◆ O que fazer ◆
Troque "bare tree trunk" por "leafless tree trunk" e escreva de novo as linhas, do começo da que tem "Could you point at the blue" até o fim das linhas, sem mudar mais nada.

◆ Dados de entrada ◆
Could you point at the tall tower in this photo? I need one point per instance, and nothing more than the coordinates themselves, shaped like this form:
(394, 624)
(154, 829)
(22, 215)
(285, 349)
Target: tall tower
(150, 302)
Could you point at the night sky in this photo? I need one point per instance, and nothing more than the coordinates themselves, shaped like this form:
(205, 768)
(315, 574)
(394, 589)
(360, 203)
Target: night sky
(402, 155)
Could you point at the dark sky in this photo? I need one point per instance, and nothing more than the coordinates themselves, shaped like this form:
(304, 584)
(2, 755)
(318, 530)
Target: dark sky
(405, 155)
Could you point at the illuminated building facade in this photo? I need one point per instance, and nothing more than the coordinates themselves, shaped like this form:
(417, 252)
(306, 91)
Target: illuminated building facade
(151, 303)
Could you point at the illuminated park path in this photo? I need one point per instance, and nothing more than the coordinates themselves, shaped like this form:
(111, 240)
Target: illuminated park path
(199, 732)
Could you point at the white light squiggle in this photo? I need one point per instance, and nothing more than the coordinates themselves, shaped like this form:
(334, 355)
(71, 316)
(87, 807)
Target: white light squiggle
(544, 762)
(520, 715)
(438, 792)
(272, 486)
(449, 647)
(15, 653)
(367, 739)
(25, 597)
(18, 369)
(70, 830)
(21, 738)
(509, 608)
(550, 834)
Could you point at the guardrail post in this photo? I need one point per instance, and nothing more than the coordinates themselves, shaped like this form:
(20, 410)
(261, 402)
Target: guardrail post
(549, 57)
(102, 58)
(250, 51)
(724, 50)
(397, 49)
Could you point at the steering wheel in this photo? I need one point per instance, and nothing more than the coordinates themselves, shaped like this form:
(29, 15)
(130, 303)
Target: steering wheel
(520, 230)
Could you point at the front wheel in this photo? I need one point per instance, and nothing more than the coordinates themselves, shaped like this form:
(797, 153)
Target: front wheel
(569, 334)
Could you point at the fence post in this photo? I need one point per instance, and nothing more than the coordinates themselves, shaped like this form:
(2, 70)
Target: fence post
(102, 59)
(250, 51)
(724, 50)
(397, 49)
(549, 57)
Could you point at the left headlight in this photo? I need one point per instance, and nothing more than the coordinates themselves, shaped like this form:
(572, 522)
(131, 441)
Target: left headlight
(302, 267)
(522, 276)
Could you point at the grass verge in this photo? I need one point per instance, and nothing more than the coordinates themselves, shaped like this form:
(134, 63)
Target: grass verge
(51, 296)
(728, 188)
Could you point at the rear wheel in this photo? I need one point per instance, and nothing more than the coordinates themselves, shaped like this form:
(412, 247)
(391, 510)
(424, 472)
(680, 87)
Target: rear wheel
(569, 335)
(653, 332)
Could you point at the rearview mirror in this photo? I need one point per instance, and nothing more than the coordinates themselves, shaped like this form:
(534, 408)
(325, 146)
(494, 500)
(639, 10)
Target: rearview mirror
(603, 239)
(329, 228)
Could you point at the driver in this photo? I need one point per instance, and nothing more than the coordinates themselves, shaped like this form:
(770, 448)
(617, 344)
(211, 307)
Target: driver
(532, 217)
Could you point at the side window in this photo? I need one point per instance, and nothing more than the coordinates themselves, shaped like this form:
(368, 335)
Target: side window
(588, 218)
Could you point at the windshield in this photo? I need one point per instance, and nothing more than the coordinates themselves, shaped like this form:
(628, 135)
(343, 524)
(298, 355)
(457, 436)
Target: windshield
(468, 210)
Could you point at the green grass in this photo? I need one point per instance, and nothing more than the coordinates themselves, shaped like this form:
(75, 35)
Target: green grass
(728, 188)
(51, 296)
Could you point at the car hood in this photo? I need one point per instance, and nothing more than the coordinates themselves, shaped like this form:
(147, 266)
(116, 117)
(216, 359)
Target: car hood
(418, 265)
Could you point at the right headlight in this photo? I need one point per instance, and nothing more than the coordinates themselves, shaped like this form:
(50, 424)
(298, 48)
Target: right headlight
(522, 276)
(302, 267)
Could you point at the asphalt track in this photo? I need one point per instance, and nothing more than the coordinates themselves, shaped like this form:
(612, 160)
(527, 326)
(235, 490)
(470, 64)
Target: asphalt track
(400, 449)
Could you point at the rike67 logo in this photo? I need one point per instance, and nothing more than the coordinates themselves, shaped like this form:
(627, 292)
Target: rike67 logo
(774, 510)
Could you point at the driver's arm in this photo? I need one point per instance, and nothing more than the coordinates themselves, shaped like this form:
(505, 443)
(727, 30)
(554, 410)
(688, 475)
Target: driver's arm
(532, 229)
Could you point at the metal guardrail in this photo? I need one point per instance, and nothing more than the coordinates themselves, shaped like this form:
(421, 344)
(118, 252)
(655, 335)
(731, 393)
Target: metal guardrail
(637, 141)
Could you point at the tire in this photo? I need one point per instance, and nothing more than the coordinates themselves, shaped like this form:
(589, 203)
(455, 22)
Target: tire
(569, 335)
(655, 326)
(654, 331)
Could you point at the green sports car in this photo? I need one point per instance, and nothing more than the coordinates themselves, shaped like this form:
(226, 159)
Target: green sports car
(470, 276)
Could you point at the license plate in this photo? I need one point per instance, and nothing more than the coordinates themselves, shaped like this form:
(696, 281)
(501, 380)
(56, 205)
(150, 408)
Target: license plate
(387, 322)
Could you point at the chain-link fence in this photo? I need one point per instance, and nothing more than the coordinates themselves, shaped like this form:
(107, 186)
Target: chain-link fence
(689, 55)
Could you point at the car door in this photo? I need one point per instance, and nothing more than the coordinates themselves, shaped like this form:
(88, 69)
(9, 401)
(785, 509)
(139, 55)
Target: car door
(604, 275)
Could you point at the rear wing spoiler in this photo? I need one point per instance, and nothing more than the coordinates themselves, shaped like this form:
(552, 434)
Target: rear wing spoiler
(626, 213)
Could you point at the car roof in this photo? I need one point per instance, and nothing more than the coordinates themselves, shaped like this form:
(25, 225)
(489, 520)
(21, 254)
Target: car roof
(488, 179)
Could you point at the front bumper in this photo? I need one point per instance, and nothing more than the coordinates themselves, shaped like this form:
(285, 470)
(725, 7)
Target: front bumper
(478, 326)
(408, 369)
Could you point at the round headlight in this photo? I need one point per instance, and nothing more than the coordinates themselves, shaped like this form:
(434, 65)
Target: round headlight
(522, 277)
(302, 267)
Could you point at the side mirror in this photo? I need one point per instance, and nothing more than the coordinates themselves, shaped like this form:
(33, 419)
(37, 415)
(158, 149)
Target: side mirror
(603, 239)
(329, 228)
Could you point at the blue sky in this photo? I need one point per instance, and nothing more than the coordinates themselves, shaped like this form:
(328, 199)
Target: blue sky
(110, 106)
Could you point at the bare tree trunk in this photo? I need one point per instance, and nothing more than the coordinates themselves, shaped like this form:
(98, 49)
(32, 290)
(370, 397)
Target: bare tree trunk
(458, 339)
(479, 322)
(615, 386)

◆ Resultado da tarefa ◆
Could you point at the blue sky in this photo? I need one point per instance, and nothing more than the coordinates themselves, shaped like this form:
(328, 199)
Target: blue sky
(110, 106)
Could you point at the leafless tree trunk in this photo? I need one point per instance, and nothing more than the coordinates themselves, shaped like this form:
(98, 49)
(32, 290)
(370, 397)
Target: leafless tree trunk
(458, 339)
(479, 322)
(615, 386)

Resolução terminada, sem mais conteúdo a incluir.